- [Aim of the exercise] Set down all of the records exactly.

--------------------

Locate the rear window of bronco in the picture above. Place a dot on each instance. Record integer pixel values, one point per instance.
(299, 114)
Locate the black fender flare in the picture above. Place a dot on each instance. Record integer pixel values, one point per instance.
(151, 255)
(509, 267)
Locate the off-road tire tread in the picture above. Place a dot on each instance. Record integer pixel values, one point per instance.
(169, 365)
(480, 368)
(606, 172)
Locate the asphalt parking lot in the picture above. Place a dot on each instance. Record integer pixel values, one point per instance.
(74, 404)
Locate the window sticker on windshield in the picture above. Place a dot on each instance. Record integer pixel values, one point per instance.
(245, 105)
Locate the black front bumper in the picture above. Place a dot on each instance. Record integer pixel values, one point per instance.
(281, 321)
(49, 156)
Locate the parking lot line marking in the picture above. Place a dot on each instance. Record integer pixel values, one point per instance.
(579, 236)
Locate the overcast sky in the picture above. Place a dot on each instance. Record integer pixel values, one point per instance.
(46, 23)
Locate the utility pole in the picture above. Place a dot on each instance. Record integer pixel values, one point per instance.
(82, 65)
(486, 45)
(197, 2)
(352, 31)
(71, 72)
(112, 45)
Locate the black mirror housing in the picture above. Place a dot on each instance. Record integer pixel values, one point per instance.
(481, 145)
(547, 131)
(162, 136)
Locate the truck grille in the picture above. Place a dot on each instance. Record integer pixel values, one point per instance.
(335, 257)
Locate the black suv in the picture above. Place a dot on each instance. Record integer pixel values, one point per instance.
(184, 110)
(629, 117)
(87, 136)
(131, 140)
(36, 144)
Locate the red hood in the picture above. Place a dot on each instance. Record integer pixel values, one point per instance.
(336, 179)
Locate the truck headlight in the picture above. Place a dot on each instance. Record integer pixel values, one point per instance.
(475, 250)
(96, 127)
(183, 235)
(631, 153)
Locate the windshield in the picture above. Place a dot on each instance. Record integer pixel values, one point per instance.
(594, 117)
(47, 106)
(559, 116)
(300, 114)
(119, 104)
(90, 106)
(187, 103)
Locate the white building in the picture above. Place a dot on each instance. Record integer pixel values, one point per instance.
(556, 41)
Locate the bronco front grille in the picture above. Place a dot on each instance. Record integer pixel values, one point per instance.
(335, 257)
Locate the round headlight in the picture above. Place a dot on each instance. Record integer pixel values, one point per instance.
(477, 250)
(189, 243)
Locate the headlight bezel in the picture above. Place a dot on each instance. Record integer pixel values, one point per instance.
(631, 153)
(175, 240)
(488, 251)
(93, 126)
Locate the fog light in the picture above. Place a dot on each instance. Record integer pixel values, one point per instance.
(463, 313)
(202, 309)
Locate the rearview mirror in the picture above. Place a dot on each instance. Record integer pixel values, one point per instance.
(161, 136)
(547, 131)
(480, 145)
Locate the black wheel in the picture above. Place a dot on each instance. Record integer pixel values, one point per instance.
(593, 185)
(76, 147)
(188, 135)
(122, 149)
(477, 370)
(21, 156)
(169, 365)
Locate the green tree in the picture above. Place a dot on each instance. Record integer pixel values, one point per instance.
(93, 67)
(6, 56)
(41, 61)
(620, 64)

--------------------

- [Answer space]
Locate the rear window of bronco in the picture above. Place a dot on each instance. Record integer pixel values, one point per instance.
(299, 114)
Locate the black fender flare in the picture above. Place a dot on each instance. Record integer pixel values, one point per instance.
(151, 255)
(509, 267)
Locate the off-road tire tread in the picture above. Place a dot on each instance. Record integer pixel values, one point per instance.
(169, 365)
(480, 368)
(606, 172)
Locate the asphalt parking lot in the picture above. Place a dot on each instance. Record integer pixel values, one point per instance.
(74, 404)
Locate the window sticker on windshield in the picture above. Place a dot on each instance. Record integer pixel values, one point per instance.
(245, 105)
Locate the black front bumper in the picture above. Place a dot on each instance. Record integer pixel values, one point per instance.
(281, 321)
(49, 156)
Locate the parking lot line marking in the picture above. Place a dot on each instance. Record integer pixel values, one point per instance.
(579, 236)
Locate the overcast sky in the picture above. Place a dot on each instance. Record integer pixel values, one point per instance.
(46, 23)
Locate the utility pole in the picture above. Place a dot on each instance. Record integer pixel values, one point per instance.
(82, 65)
(486, 45)
(197, 2)
(352, 31)
(71, 72)
(112, 45)
Locate the black mirror housing in the picture above. Place a dot on each instance. Record integer pixel values, one point per instance.
(481, 145)
(547, 131)
(162, 136)
Locate the truck grille in the picture above. Place a dot on each instance. Record integer pixel values, one point per instance.
(335, 257)
Locate the black suv in the picture above. Place a dot on each instance. Record integer pixel values, one point per instance.
(184, 110)
(629, 117)
(87, 136)
(131, 140)
(36, 144)
Locate the red hood in the picture above. Place a dot on each instance. Record integer pixel values, one point per instance.
(336, 179)
Locate the truck headlight in the picture above. Place a dot on each instance. Record integer pixel values, one point per instance.
(475, 250)
(96, 127)
(183, 235)
(631, 153)
Locate the windshield in the picture above. Place a dot on each instance. Record integer pixel values, one point per instance.
(594, 117)
(47, 106)
(559, 116)
(300, 114)
(119, 104)
(90, 106)
(187, 103)
Locate the white building in the picture above. Place a dot on each instance. Record integer pixel values, one point per instance.
(556, 41)
Locate the bronco front grille in the picture above. Place a dot on each instance. Record integer pixel values, one point per instance.
(335, 257)
Locate the round headlight in the picture above. Place a dot on each instance. Record integer pixel values, one point per instance.
(477, 250)
(189, 243)
Locate the headlight bezel in the picture above. Place a dot on each instance. Record integer pixel values, one point per instance.
(631, 153)
(175, 240)
(488, 251)
(93, 126)
Locate the fog light in the picture above. Place a dot on each instance. Record integer pixel values, one point per instance.
(463, 313)
(202, 309)
Locate the rearview mirror in the picture above. Place a dot on each instance. Record integer pixel values, one point per instance.
(161, 136)
(547, 131)
(480, 145)
Locate the black wheel in the picture above. Place a dot on each instance. Record integer pixel values, one point per instance.
(593, 185)
(76, 147)
(188, 135)
(122, 149)
(477, 370)
(21, 156)
(169, 365)
Locate the green tree in the picture above. Place a dot on each instance. Record integer pixel values, one point per instance.
(93, 67)
(6, 56)
(41, 61)
(620, 64)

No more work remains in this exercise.